## Task instructions
Lines of the records that hold the word "below" are to be counted; give the number and nothing more.

## Data to process
= Beginning of Section =

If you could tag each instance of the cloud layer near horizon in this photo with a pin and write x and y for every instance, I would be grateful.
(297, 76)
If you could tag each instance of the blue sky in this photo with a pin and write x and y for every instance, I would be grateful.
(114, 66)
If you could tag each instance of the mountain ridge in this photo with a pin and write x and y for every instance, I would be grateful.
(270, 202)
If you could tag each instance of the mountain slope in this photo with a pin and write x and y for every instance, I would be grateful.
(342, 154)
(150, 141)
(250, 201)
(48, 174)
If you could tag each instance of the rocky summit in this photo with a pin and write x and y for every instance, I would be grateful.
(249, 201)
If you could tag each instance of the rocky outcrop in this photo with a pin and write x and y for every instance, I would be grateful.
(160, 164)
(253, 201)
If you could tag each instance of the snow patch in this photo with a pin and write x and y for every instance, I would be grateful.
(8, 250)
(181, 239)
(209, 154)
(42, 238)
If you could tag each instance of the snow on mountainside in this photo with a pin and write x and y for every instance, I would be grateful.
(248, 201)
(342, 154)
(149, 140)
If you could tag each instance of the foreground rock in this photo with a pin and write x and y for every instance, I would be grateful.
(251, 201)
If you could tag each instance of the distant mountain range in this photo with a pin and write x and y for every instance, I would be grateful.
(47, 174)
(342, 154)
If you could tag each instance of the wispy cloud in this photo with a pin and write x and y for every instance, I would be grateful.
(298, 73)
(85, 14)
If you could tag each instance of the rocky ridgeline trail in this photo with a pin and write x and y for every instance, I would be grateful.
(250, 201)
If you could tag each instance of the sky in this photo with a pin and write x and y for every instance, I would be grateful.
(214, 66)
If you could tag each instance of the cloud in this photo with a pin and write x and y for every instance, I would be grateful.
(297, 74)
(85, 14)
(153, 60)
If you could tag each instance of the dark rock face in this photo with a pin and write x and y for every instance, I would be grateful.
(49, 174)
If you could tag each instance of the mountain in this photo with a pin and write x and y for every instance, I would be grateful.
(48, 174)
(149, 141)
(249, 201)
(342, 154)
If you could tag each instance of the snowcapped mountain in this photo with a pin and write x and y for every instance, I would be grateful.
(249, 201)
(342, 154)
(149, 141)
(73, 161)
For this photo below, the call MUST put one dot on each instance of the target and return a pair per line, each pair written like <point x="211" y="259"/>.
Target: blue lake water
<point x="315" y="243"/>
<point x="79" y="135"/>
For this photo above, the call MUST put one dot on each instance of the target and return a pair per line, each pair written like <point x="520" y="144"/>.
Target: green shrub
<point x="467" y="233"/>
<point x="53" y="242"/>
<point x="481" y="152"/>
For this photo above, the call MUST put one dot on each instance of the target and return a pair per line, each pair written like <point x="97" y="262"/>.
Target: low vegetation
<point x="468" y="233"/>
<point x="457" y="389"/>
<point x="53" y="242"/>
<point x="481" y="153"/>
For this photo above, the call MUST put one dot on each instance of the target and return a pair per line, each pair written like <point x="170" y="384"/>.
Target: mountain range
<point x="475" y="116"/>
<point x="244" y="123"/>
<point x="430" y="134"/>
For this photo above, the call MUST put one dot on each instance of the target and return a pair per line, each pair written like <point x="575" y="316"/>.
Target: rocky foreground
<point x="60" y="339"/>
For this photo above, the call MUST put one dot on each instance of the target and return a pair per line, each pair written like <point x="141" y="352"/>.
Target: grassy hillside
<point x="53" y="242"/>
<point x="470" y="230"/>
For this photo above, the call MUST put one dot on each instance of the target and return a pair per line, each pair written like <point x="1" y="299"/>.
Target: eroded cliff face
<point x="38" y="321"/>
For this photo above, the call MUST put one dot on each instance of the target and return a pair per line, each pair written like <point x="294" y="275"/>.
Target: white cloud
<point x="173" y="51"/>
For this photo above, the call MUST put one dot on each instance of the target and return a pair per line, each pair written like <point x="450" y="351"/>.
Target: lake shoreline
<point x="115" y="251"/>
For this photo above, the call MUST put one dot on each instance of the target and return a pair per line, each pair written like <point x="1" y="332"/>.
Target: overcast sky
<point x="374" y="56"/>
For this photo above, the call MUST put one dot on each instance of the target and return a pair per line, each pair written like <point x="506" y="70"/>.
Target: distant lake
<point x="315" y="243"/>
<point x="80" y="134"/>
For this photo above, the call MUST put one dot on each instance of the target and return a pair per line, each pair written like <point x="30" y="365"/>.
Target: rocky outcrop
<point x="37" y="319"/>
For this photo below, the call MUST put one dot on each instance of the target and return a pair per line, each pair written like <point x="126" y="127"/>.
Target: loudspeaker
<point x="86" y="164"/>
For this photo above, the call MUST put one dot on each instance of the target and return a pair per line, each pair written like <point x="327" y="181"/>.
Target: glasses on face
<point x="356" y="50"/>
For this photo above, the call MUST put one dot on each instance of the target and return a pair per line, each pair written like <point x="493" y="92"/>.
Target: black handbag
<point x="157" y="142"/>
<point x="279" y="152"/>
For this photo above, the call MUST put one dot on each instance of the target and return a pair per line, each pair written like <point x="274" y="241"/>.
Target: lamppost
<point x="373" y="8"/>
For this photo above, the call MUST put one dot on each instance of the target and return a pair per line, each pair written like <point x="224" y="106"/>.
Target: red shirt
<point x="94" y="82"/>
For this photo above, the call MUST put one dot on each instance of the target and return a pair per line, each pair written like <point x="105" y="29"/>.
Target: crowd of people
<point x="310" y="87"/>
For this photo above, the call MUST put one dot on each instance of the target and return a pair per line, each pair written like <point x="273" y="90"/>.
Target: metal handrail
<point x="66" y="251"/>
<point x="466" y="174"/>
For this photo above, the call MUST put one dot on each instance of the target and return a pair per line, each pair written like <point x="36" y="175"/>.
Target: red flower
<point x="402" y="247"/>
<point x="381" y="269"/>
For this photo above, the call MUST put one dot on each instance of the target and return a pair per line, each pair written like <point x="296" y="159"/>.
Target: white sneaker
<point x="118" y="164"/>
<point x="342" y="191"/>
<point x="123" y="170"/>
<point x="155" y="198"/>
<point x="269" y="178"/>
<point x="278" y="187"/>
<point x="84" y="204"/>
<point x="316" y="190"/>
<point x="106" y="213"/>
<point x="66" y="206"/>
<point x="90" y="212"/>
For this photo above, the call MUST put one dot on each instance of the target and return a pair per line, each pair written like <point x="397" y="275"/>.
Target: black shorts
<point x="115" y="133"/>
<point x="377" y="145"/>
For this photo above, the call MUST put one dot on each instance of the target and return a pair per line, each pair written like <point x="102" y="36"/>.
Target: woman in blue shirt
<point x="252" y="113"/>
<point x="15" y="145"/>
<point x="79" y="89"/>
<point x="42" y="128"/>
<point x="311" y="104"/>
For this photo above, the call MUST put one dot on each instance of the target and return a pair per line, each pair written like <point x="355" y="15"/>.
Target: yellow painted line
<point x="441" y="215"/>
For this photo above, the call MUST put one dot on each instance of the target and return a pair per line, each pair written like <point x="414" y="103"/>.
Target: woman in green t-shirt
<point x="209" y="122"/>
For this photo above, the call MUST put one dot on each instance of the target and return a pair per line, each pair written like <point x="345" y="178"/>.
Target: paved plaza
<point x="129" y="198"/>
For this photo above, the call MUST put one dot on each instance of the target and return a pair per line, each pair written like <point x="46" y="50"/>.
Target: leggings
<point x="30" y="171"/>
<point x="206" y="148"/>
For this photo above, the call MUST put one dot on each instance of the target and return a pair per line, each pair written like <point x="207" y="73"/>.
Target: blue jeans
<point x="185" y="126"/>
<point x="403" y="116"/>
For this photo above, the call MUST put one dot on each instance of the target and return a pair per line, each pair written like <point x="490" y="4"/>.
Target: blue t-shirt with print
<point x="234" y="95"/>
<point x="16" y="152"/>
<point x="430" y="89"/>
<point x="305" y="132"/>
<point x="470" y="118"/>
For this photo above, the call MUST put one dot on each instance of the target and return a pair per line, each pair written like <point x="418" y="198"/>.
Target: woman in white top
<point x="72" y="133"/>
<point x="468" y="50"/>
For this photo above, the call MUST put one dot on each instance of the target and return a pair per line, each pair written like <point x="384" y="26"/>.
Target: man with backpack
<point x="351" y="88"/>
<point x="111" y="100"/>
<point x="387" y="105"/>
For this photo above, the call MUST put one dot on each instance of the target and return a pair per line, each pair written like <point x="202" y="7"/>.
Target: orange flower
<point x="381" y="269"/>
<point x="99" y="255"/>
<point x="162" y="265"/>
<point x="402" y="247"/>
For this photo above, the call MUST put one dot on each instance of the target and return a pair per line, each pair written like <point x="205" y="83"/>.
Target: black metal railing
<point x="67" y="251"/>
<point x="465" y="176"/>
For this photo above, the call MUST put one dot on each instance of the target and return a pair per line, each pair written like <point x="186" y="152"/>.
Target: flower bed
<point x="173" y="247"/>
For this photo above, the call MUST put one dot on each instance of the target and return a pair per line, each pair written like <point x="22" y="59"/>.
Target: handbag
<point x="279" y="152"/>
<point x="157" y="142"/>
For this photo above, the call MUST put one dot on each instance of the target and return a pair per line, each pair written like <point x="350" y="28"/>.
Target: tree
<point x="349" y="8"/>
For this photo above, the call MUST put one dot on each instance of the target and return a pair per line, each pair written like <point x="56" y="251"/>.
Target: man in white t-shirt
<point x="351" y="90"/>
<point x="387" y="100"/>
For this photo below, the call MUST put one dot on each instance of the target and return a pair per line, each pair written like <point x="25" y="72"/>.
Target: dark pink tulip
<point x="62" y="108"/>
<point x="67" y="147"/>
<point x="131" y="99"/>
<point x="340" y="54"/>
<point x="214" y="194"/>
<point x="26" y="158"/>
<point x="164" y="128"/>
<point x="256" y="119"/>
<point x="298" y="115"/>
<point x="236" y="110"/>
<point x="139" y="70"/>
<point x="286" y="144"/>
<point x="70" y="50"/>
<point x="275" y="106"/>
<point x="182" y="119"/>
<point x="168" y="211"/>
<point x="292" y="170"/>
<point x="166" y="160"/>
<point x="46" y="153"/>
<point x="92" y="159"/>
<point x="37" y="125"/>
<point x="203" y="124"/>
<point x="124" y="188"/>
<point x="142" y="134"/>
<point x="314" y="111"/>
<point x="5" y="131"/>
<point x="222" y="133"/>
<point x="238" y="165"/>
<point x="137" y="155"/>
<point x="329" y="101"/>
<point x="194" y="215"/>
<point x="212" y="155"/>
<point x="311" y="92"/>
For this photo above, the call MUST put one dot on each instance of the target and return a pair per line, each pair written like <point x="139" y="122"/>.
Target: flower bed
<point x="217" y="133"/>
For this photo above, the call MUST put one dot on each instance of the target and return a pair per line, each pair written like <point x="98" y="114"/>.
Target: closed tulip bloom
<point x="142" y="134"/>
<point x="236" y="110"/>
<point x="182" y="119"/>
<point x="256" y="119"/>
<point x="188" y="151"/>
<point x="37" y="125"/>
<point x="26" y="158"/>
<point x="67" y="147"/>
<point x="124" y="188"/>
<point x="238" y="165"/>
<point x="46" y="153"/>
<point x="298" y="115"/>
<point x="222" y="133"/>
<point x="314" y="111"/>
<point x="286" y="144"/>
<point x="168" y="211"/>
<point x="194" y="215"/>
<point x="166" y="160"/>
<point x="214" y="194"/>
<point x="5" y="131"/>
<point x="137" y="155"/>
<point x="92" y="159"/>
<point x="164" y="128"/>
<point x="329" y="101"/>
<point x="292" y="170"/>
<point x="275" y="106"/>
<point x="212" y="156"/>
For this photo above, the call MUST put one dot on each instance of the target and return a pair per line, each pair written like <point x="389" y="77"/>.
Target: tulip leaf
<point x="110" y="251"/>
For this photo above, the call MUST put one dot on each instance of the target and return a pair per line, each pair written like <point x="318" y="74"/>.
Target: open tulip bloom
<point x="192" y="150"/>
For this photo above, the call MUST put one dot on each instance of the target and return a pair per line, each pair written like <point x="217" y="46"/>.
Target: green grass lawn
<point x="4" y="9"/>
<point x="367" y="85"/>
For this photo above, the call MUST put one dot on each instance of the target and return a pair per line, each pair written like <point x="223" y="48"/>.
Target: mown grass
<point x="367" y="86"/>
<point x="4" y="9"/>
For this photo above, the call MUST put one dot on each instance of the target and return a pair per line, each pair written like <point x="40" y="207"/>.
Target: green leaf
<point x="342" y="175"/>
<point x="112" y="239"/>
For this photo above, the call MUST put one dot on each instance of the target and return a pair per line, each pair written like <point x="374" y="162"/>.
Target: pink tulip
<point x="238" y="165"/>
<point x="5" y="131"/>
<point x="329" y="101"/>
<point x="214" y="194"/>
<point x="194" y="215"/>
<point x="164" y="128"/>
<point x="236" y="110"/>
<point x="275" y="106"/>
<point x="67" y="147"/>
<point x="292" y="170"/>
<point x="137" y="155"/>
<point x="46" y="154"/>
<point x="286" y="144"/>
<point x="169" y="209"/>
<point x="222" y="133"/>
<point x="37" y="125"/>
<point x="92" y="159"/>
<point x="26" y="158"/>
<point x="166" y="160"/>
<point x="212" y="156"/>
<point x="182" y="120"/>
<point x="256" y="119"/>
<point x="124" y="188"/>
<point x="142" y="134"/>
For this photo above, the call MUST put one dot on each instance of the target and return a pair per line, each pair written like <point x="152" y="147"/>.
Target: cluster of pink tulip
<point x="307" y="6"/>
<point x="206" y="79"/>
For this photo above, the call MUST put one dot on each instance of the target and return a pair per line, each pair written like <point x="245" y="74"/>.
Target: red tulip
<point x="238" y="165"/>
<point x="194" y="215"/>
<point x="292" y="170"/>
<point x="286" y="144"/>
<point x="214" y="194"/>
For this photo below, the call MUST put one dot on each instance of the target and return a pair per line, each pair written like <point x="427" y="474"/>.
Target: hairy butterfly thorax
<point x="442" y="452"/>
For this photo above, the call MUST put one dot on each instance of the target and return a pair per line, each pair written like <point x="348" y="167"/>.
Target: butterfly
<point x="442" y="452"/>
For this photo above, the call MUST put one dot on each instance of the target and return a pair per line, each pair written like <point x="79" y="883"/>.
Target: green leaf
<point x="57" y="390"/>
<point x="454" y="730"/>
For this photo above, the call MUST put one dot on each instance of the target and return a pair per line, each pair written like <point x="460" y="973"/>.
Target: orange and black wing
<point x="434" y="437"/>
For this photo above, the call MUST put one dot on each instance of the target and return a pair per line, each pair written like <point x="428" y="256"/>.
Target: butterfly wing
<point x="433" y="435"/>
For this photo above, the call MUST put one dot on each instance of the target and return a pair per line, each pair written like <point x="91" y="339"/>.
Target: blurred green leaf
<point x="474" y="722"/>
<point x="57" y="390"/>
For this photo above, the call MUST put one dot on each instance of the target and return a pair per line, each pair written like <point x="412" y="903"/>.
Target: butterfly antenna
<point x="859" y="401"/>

= End of Section =

## Task answer
4